━━━ ПРЕДЛОЖЕННЫЙ ОТРЫВОК
Став царем после свержения самозванца, Шуйский тотчас выступил против легенды о подмене, но к прежней официальной версии, созданной при его непосредственном участии, не вернулся. Новая официальная версия по существу возрождала первоначальные убеждения матери Дмитрия и восставших угличан в том, что царевича зарезали агенты Годунова.
На маленькое тельце царевича было навалено столько трупов, следствие велось так тенденциозно, а главнейшие свидетели, не исключая матери, так кардинально меняли свои показания под влиянием политического момента и нажима со стороны властей, что гибель царевича по-разному оценивалась уже современниками. Дьяк Иван Тимофеев безоговорочно обвинял Бориса в злодеянии и даже сам брался доказать его вину. Ловкий и осмотрительный троицкий келарь Авраамий Палицын говорил о том, что инициатива в убийстве царевича принадлежала советникам, «ласкателям», окружавшим Бориса. Но в общем все публицисты «смутного времени» (кроме, пожалуй, такого откровенного сторонника Бориса, как патриарх Иов) признавали если не прямое, то косвенное участие Годунова в этом кровавом деле.
━━━━━━
[ТРЕБОВАНИЯ]
Перечислите всех людей, названных по имени в отрывке о гибели царевича.
━━━ НАБОР СТРОК
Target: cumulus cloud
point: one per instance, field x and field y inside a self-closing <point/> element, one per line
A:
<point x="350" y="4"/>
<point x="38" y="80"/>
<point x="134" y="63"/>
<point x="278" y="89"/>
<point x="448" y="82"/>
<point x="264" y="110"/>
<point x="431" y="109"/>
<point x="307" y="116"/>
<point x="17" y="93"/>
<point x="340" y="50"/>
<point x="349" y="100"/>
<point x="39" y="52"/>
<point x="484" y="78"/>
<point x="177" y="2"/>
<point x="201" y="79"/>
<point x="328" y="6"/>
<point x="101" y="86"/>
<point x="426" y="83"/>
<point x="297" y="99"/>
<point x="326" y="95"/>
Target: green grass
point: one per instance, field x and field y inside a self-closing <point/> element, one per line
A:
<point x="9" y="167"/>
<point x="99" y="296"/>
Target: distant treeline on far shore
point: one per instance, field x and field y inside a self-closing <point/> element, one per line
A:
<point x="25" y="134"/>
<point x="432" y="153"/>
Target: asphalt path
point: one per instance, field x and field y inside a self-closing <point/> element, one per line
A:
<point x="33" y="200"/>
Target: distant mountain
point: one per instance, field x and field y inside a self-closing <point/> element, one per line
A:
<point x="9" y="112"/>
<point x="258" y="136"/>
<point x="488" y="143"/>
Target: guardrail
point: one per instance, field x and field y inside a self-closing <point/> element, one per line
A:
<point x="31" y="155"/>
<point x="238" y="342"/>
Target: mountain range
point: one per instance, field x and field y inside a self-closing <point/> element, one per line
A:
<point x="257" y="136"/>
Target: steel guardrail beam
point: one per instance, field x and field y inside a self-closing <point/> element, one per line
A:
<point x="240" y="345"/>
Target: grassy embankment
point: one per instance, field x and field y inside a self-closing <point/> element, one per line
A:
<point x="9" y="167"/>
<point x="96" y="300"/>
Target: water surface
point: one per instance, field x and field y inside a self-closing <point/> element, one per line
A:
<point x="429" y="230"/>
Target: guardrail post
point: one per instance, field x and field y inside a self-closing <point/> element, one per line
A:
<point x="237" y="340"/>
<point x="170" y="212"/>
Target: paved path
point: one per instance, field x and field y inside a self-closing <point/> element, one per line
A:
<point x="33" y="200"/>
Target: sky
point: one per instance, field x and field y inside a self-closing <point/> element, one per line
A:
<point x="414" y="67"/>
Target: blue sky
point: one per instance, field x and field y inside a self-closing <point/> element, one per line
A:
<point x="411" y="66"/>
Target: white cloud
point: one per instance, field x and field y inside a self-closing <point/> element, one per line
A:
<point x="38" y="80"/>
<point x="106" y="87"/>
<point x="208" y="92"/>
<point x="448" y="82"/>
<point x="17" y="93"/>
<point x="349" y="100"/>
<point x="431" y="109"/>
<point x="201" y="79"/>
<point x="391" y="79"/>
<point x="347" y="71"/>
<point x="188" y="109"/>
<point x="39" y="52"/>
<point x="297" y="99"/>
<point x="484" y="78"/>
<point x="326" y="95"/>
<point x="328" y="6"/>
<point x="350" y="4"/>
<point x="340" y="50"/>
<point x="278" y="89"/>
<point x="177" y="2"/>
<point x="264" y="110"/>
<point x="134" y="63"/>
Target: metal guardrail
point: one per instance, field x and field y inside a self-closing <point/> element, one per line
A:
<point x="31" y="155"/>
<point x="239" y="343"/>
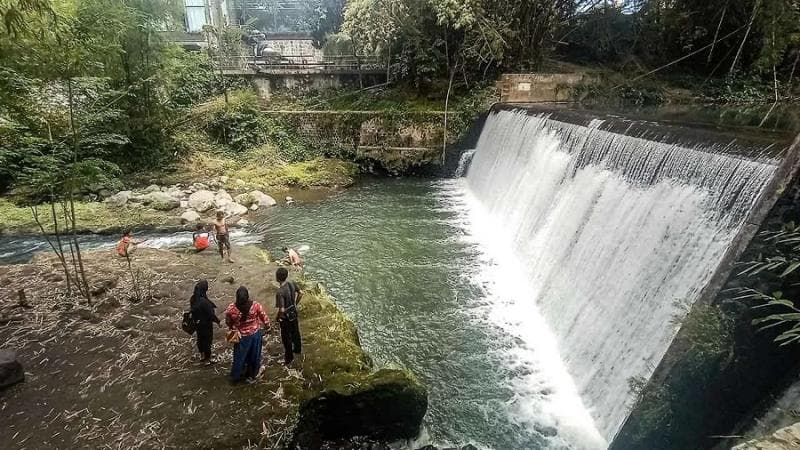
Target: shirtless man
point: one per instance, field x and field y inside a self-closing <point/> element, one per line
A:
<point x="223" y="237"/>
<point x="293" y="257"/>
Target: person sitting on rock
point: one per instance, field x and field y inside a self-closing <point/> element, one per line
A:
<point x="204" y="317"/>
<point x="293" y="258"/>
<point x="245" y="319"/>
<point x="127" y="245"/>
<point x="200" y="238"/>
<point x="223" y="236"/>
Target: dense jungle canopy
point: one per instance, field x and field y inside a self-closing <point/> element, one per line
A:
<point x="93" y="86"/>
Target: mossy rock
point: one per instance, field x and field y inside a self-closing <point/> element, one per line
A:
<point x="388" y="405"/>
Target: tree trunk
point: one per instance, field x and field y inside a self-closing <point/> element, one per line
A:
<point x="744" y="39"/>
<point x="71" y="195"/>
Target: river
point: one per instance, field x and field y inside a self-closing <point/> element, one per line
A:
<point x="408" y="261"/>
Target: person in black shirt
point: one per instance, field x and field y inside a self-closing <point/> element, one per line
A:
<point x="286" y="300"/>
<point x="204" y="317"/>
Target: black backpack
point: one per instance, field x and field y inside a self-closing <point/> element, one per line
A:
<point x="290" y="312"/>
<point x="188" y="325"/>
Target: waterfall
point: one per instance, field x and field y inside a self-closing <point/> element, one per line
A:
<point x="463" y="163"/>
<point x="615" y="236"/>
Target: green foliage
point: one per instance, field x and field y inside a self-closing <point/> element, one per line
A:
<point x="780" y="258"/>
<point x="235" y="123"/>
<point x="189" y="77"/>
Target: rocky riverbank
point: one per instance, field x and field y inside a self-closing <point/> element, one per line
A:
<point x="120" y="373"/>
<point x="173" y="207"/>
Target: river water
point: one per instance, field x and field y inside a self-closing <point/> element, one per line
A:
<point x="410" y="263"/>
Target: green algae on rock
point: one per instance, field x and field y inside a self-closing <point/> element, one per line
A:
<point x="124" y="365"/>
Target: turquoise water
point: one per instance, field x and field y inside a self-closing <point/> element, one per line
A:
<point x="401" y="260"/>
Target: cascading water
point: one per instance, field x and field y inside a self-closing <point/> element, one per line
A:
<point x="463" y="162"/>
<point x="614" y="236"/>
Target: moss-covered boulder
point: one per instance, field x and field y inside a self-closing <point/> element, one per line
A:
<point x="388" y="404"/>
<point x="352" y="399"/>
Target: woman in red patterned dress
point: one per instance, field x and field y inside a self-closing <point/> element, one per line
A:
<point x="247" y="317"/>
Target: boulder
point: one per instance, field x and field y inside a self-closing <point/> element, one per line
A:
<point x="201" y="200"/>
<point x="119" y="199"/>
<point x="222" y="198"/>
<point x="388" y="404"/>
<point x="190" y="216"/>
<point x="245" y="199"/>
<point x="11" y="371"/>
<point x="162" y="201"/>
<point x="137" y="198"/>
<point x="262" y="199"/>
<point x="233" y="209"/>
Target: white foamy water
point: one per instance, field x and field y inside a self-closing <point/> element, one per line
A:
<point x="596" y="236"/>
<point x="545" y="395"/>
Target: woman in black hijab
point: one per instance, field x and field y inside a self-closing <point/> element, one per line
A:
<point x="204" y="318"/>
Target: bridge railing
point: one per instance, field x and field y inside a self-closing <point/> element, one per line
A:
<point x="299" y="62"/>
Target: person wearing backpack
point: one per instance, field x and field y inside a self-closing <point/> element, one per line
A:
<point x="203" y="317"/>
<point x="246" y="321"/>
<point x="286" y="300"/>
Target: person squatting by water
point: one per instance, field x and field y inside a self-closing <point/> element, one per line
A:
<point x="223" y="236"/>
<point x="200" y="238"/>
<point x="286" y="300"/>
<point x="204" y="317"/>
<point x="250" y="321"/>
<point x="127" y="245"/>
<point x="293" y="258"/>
━━━━━━
━━━ НАБОР СТРОК
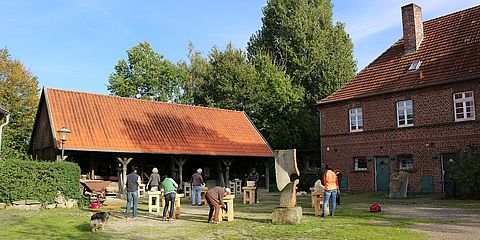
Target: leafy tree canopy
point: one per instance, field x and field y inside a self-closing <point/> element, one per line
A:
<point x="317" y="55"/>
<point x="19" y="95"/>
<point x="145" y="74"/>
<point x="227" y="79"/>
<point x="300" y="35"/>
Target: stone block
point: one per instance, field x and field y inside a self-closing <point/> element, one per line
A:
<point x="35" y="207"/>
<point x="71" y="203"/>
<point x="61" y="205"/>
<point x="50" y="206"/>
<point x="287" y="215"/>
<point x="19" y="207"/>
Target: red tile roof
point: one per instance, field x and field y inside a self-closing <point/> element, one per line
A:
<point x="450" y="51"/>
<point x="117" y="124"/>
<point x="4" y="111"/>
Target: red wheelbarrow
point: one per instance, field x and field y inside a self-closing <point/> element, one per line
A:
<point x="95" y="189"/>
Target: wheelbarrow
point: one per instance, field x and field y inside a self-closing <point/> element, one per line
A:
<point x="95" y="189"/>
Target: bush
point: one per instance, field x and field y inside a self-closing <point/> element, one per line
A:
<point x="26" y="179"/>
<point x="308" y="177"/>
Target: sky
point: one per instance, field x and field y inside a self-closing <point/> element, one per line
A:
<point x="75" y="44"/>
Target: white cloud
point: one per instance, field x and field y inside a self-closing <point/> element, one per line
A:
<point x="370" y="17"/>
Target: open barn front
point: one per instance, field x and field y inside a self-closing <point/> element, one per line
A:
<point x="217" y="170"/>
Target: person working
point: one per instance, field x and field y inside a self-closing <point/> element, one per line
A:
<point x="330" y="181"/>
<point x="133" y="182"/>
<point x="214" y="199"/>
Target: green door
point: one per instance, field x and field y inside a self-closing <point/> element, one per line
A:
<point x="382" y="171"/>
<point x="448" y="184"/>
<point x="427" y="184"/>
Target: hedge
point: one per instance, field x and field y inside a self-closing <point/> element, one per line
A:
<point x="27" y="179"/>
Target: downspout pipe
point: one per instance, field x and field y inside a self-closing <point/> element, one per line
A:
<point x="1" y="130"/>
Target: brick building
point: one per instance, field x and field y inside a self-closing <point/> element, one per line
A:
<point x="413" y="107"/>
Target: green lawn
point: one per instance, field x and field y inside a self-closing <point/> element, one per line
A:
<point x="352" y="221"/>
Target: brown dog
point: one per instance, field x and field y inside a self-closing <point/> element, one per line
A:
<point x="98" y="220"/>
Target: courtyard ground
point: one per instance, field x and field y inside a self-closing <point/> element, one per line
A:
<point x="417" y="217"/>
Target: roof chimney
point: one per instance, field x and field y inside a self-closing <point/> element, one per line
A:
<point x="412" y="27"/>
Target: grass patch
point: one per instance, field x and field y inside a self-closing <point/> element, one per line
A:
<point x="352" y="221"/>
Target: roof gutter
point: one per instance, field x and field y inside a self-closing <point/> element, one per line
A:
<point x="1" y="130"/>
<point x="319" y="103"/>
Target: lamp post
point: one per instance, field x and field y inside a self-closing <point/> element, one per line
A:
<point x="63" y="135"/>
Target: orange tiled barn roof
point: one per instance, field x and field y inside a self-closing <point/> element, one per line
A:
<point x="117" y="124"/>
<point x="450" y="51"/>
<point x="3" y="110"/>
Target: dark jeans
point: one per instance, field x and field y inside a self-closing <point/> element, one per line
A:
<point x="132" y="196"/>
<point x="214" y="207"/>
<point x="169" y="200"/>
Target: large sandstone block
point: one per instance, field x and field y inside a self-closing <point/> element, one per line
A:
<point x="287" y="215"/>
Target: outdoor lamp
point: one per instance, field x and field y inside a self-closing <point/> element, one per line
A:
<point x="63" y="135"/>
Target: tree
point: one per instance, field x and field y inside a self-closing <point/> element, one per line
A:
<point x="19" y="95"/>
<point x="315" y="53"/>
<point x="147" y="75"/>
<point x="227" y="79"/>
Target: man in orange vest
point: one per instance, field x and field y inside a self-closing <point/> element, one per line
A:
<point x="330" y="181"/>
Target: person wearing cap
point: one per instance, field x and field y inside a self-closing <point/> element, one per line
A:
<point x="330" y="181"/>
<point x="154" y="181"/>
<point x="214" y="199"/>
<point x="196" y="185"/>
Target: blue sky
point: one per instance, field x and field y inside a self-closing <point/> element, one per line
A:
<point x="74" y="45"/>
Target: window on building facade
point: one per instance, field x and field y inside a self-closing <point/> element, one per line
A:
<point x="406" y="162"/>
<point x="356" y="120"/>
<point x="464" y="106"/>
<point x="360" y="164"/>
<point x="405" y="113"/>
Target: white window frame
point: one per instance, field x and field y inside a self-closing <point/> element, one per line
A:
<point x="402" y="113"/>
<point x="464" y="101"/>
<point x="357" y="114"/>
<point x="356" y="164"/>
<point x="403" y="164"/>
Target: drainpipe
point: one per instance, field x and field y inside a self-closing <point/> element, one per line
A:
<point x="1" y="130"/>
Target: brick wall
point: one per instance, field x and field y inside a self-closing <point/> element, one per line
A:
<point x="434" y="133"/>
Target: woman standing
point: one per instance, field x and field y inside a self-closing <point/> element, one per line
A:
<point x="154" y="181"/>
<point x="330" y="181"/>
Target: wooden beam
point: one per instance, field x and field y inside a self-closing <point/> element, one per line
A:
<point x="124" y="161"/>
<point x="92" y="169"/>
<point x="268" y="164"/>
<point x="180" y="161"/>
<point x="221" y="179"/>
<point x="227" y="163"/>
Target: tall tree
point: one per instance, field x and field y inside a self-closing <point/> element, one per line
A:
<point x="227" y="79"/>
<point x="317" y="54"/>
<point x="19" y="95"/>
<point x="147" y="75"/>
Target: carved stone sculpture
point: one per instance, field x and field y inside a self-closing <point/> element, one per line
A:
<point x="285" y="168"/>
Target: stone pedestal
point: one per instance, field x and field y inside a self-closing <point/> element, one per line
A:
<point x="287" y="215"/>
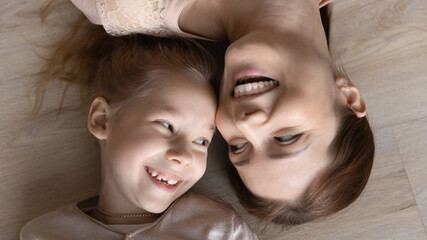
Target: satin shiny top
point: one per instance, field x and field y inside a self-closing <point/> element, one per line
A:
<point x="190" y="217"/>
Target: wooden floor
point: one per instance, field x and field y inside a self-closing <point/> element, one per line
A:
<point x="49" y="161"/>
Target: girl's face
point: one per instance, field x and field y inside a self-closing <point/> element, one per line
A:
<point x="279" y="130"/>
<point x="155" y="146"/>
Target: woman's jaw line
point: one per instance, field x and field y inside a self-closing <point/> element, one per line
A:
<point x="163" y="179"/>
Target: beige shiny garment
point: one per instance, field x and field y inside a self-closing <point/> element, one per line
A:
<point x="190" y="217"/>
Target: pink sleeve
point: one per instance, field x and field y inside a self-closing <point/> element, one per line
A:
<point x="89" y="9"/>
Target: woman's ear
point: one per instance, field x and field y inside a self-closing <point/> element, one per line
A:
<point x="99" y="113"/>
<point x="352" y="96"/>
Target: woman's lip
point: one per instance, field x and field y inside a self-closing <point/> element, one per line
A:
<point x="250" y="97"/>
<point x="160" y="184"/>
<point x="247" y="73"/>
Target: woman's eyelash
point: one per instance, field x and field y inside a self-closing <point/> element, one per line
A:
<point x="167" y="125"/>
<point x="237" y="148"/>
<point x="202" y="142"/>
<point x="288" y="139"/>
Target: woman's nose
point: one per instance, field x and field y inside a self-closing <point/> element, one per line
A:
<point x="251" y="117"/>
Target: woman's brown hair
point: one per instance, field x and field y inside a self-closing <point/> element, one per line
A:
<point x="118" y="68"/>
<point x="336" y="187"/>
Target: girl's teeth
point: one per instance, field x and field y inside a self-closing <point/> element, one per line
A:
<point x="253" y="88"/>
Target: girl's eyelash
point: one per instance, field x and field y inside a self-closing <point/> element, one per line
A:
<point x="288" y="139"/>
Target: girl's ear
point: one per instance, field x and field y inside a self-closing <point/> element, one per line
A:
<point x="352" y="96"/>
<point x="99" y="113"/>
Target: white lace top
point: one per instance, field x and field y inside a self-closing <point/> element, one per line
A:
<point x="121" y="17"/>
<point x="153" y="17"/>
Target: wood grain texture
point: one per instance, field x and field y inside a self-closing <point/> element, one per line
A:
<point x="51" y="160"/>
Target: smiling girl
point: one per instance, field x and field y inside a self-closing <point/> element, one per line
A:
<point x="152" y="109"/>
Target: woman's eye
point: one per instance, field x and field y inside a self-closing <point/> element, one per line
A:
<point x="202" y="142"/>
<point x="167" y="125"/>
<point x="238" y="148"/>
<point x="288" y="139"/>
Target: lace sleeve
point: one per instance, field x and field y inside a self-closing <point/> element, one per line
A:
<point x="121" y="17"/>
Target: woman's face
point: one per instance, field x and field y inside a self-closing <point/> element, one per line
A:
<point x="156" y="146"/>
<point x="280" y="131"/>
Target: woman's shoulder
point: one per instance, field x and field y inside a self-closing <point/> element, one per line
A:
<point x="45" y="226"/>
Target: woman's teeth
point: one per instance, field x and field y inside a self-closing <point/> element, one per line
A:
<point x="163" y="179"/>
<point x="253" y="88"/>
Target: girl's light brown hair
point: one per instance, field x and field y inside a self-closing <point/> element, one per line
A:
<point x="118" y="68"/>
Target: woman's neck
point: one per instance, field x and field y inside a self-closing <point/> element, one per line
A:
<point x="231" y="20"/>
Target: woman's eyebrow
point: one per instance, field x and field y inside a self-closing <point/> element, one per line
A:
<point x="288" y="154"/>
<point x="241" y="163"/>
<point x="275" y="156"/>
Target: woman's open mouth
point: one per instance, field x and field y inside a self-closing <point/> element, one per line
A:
━━━━━━
━━━ НАБОР СТРОК
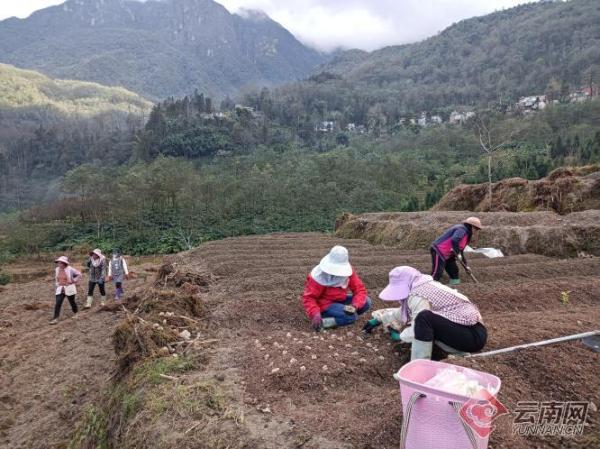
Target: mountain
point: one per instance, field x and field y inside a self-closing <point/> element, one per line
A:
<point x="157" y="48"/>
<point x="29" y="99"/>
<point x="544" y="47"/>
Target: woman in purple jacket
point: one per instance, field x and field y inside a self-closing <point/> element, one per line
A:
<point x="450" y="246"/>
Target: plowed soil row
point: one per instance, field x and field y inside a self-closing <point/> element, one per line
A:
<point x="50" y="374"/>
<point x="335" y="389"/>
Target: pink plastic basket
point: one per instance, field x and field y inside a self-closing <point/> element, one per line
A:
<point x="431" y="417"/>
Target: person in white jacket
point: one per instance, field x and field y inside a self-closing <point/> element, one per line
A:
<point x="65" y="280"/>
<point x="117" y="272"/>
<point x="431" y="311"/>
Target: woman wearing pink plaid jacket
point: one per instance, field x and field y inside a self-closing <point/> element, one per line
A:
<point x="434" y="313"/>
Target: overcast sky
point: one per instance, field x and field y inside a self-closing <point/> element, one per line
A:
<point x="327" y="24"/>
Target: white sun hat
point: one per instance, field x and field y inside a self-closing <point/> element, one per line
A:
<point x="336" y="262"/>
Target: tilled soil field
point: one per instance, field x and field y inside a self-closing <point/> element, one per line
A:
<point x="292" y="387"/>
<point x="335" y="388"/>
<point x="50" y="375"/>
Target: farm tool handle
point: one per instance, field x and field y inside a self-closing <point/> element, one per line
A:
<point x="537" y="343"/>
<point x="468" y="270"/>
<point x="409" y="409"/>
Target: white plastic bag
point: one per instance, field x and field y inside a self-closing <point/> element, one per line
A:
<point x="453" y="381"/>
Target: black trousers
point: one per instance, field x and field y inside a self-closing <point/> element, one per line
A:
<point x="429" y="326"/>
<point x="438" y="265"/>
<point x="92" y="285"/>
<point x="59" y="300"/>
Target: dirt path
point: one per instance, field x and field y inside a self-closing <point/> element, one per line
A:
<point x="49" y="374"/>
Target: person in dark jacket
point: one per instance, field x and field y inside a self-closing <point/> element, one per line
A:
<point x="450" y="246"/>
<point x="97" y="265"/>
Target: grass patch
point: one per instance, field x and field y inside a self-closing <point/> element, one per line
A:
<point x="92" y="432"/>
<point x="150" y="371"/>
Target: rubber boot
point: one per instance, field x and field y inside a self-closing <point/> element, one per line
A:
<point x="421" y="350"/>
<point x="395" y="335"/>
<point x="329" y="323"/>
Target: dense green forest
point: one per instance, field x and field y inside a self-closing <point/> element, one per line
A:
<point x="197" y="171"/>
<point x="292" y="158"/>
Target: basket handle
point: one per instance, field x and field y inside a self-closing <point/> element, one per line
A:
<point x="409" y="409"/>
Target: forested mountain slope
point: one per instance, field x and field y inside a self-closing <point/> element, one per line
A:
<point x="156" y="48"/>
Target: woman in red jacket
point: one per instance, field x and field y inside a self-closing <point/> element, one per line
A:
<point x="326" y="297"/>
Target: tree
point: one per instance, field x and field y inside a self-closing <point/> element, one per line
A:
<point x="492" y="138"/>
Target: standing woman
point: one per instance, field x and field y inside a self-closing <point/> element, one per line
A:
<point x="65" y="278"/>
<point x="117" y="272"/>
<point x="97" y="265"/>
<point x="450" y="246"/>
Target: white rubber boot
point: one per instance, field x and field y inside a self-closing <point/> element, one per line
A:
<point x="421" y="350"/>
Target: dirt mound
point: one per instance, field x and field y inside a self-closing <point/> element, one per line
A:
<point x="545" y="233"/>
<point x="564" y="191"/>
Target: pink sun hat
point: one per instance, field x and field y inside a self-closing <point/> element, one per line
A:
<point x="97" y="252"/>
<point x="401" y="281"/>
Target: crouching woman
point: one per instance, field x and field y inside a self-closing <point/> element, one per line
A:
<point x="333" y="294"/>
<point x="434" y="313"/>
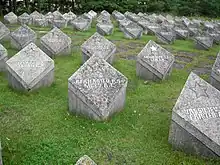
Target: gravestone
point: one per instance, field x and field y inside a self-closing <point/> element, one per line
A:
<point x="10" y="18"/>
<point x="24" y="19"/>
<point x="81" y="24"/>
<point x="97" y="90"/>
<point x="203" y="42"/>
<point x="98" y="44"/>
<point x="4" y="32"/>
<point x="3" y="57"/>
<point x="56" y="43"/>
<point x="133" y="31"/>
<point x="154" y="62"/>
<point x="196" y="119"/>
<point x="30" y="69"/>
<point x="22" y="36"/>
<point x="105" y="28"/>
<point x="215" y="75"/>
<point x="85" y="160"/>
━━━━━━
[ПИСЬМЕННЫЙ ОТВЕТ]
Шуйский
Дмитрий
Борис Годунов
Иван Тимофеев
Авраамий Палицын
Иов